**Data supplied:**
--------------------

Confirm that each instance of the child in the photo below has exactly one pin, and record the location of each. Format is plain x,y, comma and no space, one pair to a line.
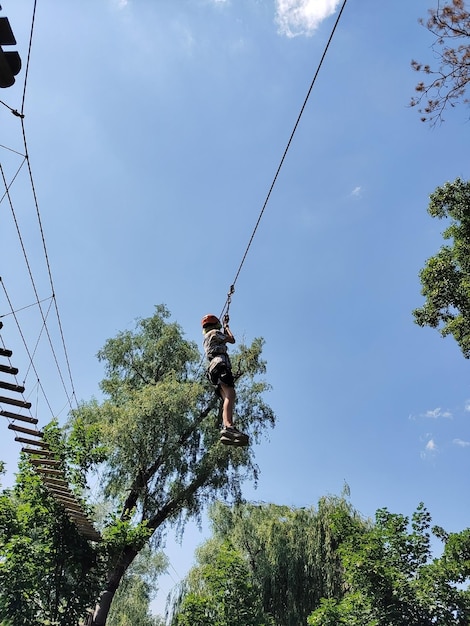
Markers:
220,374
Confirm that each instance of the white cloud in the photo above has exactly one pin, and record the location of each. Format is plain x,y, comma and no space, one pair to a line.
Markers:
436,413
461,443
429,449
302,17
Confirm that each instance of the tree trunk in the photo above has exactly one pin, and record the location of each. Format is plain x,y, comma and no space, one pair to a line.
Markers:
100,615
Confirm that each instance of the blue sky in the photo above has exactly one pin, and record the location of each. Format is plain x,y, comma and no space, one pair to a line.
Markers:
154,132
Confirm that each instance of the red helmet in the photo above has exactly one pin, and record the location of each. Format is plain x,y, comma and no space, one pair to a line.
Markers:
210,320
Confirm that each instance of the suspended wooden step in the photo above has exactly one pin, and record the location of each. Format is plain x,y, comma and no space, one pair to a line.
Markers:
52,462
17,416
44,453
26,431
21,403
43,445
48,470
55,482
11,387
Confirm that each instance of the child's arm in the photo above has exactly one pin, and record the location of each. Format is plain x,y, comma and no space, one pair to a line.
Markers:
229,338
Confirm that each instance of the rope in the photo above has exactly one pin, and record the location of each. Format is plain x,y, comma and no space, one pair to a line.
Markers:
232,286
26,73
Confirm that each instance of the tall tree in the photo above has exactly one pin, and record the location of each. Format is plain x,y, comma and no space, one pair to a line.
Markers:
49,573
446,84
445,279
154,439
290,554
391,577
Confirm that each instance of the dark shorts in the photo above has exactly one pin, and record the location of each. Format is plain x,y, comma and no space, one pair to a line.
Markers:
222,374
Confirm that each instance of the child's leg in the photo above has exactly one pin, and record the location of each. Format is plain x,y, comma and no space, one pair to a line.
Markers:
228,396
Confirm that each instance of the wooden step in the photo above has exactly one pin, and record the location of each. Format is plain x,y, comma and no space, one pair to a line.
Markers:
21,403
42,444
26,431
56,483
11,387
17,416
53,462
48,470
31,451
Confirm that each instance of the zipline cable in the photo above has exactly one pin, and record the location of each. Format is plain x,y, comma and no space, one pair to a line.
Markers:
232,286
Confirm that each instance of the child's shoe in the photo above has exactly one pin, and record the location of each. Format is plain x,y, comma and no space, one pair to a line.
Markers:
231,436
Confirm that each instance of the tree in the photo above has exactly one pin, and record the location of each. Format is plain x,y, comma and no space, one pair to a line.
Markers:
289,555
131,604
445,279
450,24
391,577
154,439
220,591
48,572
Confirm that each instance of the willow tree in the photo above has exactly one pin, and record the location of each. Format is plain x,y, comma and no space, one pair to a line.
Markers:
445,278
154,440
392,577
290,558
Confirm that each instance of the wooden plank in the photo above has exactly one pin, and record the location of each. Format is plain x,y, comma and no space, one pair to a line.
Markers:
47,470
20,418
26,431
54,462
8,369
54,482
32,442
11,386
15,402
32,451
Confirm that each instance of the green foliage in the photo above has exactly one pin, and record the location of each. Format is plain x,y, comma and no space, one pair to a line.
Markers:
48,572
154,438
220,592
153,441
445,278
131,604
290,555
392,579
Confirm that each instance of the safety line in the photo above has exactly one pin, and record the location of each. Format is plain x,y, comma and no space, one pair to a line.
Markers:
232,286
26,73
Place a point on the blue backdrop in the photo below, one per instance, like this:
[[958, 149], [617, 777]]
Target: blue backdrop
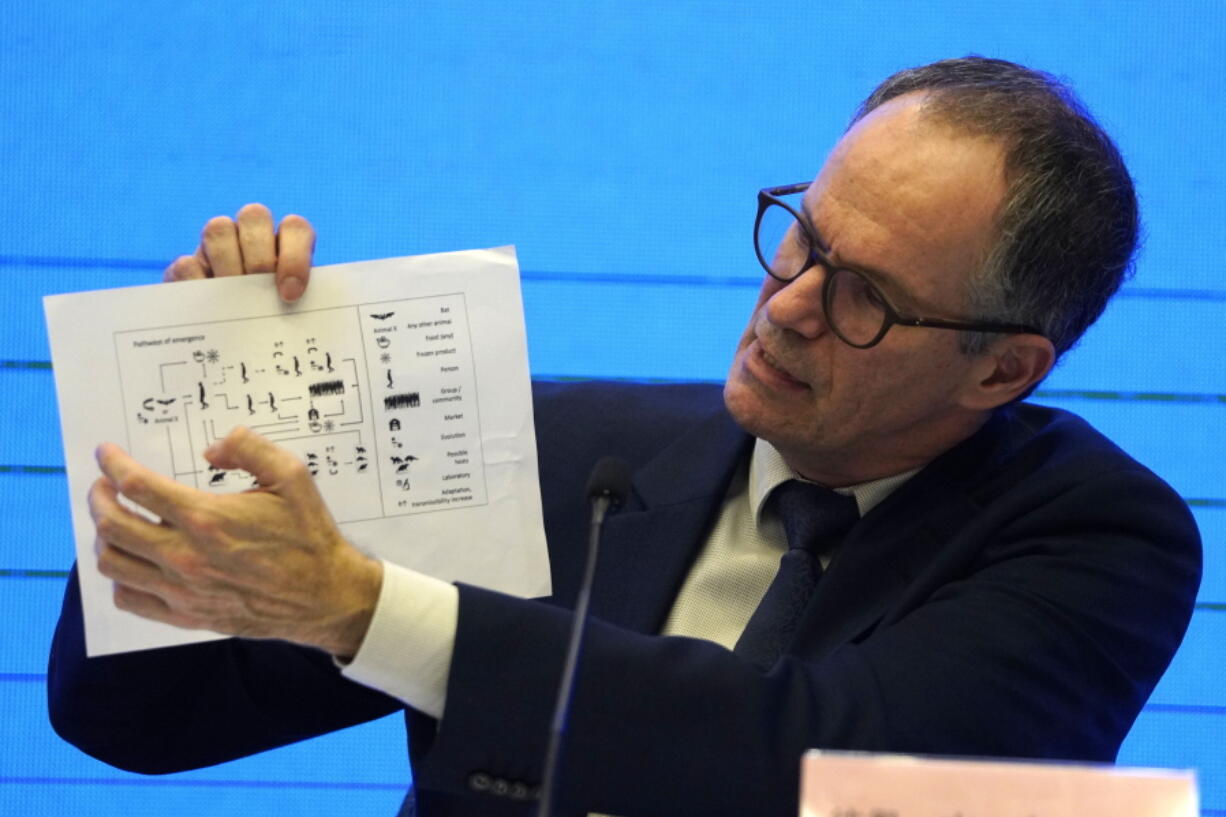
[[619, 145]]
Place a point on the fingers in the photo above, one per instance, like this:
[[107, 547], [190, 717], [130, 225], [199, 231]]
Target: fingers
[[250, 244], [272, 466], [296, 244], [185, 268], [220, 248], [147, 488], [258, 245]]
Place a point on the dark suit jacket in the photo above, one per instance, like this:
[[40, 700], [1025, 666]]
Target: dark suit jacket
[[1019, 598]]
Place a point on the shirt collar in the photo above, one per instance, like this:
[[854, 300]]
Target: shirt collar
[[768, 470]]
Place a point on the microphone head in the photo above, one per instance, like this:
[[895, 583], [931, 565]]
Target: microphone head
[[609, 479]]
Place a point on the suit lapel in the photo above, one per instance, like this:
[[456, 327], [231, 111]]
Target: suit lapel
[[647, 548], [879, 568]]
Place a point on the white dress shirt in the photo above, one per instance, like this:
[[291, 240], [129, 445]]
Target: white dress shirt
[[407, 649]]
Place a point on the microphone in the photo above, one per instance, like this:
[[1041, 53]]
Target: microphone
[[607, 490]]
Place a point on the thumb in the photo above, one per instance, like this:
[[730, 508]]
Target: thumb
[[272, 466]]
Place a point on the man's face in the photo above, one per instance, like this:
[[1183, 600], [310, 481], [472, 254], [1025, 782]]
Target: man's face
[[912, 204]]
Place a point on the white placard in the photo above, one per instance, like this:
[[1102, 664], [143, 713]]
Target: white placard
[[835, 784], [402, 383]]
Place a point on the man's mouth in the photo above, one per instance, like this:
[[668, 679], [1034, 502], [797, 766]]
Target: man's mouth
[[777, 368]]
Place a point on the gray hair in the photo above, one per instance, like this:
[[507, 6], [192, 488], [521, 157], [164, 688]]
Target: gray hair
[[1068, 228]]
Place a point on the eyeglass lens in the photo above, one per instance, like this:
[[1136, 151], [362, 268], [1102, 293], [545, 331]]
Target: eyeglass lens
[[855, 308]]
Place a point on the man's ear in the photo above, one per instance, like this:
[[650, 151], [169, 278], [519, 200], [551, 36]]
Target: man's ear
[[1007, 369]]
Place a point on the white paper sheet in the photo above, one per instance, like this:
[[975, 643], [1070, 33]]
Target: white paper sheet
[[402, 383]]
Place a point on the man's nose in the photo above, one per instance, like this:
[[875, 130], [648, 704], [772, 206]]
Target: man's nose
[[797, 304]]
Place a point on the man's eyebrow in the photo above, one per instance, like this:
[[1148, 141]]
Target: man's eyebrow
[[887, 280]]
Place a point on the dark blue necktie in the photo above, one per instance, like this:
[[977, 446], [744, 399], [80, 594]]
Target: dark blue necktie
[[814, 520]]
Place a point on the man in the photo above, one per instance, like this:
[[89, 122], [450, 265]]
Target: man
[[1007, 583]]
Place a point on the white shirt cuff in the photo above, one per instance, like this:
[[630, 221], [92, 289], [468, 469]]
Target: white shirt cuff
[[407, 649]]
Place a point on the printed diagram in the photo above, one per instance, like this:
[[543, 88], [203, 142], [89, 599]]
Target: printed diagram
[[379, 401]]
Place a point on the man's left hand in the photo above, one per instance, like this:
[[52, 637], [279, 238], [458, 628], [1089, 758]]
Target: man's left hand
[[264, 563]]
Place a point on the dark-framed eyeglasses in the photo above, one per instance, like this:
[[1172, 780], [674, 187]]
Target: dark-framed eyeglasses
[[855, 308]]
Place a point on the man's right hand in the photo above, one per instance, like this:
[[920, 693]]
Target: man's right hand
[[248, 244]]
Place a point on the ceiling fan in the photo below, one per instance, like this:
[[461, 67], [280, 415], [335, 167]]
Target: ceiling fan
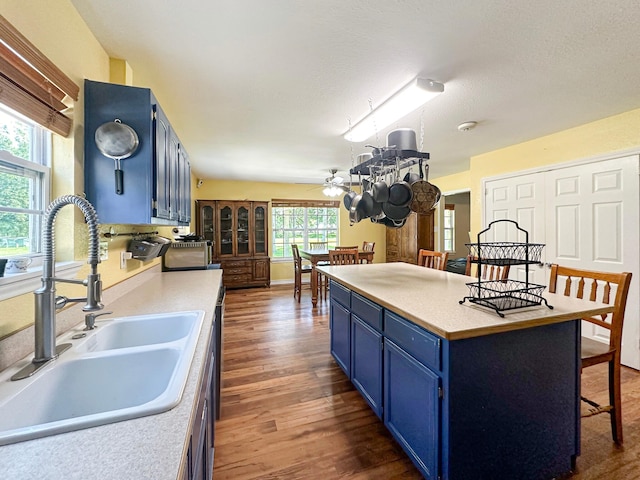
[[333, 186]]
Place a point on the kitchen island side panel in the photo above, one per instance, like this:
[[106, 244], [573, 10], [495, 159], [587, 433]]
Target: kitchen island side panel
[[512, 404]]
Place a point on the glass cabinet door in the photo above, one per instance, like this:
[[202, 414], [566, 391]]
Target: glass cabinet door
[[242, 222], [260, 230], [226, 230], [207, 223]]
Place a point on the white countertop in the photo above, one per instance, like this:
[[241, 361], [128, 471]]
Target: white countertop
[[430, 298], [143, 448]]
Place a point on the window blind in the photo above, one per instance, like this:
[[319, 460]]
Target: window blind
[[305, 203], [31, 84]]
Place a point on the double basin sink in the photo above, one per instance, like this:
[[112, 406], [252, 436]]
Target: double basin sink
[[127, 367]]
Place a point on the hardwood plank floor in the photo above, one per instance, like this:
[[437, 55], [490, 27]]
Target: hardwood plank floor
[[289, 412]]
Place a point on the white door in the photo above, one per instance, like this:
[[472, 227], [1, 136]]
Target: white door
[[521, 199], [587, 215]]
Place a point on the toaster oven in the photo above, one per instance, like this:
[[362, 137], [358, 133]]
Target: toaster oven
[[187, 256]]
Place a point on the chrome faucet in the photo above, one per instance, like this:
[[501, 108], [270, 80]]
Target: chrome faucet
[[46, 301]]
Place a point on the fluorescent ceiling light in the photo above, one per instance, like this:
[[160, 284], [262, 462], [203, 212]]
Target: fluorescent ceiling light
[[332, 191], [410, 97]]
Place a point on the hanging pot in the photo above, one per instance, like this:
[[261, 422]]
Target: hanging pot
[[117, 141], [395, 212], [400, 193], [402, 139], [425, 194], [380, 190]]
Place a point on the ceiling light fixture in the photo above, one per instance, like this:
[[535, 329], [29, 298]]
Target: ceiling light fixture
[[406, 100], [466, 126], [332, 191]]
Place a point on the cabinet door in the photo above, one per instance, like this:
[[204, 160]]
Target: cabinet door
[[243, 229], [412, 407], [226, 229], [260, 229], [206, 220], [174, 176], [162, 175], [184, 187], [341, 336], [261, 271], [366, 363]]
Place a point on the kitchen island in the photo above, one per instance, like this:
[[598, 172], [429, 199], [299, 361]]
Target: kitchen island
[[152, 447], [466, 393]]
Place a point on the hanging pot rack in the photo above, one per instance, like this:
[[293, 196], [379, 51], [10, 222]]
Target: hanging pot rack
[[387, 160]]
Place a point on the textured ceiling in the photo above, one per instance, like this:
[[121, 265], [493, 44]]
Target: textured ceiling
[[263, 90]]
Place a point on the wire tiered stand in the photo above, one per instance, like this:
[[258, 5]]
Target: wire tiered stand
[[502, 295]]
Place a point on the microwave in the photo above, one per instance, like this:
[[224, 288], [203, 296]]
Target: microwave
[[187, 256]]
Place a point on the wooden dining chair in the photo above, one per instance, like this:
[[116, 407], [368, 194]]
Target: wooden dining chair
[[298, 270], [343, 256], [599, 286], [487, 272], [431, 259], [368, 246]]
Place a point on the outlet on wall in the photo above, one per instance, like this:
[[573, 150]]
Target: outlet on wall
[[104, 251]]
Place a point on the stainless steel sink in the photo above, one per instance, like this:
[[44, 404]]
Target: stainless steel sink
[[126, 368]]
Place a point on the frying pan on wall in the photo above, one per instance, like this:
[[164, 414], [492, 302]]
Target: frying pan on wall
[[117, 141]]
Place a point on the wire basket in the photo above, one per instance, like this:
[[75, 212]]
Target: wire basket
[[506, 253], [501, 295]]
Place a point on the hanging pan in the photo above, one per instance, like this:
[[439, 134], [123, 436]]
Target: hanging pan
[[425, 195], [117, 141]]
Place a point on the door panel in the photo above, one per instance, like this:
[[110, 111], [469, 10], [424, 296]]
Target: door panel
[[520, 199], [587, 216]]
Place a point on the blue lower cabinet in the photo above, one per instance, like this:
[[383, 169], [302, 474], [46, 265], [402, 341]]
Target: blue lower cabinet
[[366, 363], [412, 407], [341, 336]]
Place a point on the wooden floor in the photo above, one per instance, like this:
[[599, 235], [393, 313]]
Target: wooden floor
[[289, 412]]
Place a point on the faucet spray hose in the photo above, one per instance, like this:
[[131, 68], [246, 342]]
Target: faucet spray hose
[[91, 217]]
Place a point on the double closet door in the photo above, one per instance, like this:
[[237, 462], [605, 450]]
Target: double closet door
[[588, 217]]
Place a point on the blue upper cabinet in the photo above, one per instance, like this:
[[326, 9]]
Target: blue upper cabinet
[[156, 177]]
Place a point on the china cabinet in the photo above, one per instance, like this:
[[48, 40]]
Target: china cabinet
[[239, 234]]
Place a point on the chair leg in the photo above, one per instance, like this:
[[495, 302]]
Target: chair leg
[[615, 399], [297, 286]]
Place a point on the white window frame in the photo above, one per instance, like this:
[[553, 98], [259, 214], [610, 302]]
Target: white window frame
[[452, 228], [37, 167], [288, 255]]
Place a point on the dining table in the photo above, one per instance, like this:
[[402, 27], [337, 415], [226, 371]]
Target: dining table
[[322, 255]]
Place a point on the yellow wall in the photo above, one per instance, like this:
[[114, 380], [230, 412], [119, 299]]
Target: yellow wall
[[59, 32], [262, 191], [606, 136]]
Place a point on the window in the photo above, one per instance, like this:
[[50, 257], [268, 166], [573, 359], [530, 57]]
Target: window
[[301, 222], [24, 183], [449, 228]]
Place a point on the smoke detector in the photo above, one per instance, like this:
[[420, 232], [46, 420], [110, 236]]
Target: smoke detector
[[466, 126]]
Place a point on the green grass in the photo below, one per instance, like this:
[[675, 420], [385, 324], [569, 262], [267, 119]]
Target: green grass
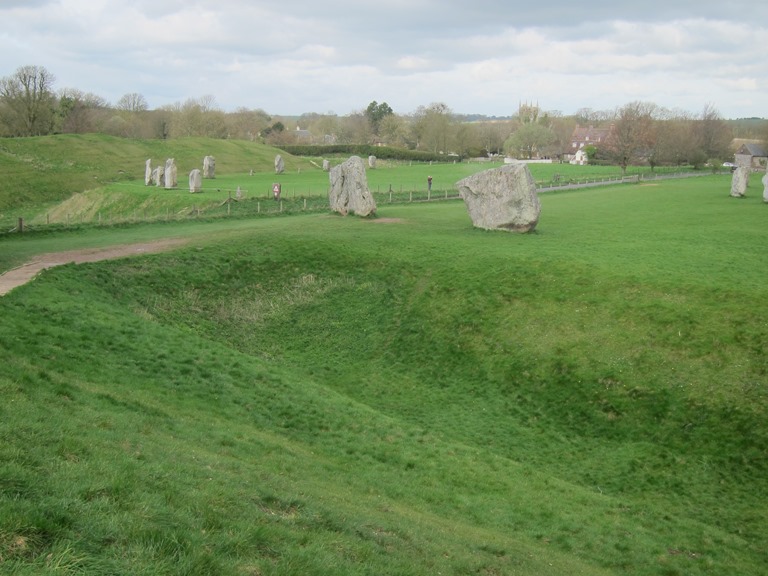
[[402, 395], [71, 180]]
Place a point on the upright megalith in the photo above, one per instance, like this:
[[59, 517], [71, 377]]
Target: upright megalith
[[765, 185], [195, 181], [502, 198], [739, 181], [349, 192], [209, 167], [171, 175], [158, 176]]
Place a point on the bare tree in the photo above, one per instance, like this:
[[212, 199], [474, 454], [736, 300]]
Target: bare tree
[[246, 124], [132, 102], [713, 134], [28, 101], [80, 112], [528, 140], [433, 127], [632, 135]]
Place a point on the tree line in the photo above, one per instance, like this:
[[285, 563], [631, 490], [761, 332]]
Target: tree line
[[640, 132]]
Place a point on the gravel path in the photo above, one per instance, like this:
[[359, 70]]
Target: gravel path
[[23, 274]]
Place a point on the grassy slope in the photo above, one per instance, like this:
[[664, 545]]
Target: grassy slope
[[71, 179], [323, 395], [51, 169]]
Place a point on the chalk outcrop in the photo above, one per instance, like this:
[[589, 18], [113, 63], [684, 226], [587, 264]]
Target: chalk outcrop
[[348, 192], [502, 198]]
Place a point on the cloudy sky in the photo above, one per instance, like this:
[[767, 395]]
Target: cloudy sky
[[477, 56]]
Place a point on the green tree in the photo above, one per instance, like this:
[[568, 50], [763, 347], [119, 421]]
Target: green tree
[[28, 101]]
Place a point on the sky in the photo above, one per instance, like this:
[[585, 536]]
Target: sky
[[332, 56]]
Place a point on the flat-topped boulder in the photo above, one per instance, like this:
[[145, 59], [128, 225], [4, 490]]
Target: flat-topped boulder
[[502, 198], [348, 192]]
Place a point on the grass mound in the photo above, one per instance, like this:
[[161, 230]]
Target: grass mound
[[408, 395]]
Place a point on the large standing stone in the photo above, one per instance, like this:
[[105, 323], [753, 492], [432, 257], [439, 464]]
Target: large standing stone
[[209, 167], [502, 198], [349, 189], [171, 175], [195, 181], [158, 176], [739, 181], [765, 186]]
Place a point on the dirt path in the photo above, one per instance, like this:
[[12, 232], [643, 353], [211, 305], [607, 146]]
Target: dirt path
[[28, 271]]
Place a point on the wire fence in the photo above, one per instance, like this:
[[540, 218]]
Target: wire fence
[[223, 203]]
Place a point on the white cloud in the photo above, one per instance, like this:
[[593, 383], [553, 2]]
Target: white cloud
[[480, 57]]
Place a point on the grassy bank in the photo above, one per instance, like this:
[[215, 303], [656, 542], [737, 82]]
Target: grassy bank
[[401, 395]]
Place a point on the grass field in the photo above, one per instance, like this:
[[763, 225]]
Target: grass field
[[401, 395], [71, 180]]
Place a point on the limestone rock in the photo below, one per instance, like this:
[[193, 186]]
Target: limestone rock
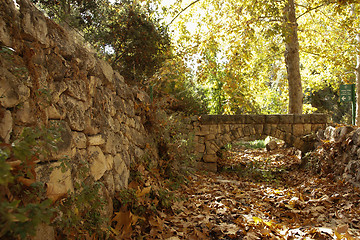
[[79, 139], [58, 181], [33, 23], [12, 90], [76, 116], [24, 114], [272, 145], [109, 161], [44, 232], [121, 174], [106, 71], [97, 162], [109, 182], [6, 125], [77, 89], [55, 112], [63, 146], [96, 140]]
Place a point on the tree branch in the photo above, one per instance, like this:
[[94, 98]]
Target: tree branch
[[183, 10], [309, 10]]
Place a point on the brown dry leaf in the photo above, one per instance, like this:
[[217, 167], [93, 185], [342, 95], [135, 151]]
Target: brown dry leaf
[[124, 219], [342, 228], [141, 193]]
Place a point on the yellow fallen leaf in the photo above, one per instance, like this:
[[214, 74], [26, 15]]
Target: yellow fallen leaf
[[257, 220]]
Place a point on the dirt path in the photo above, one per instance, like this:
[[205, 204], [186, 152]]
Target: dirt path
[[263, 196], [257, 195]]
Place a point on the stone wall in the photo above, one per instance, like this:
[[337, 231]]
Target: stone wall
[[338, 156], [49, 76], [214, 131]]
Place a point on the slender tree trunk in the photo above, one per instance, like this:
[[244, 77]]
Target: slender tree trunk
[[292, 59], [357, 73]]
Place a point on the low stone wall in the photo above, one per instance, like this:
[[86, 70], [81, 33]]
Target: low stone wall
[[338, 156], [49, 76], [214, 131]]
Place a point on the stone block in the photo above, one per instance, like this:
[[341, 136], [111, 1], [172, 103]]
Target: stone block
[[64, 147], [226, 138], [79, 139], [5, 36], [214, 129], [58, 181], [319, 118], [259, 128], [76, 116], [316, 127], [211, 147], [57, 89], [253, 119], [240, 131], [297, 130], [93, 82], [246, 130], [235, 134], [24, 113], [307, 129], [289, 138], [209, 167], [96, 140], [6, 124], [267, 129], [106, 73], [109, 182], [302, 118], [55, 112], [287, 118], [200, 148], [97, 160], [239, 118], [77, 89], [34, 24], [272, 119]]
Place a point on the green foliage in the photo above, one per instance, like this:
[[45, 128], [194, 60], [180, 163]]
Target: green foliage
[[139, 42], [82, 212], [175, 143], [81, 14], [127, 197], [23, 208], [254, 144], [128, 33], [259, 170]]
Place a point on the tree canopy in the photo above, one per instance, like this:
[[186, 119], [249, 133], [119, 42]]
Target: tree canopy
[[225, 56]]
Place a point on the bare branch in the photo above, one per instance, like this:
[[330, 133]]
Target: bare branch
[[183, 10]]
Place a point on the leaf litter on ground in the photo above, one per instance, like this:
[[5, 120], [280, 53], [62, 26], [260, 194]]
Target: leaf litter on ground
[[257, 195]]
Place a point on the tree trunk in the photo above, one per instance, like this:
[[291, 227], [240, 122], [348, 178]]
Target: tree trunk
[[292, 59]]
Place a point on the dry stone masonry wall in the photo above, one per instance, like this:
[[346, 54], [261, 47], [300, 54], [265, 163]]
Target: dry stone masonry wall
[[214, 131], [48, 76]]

--------------------

Reproduce, unchanged, the part of the listing that opens with the line containing "Place a point on the bare tree" and closes with the line containing "[[71, 179], [323, 395], [51, 169]]", including both of those lines.

**Correct response:**
Place a point on the bare tree in the photo above, one per instance, like this:
[[212, 199], [474, 454], [736, 300]]
Target: bare tree
[[246, 124], [132, 102], [713, 134], [28, 101], [80, 112], [528, 140], [433, 127], [632, 135]]
Place a point on the tree line in the photo above, one per instance, like this:
[[285, 563], [631, 490], [761, 332]]
Target: tree line
[[640, 132]]
Place a point on the gravel path in the photo above, one per instance, like this:
[[359, 70]]
Target: gravel path
[[23, 274]]
Place a point on the grassy slope in the photo above, one per instance, like this:
[[664, 545]]
Target: grassy slope
[[71, 179], [323, 395], [51, 169]]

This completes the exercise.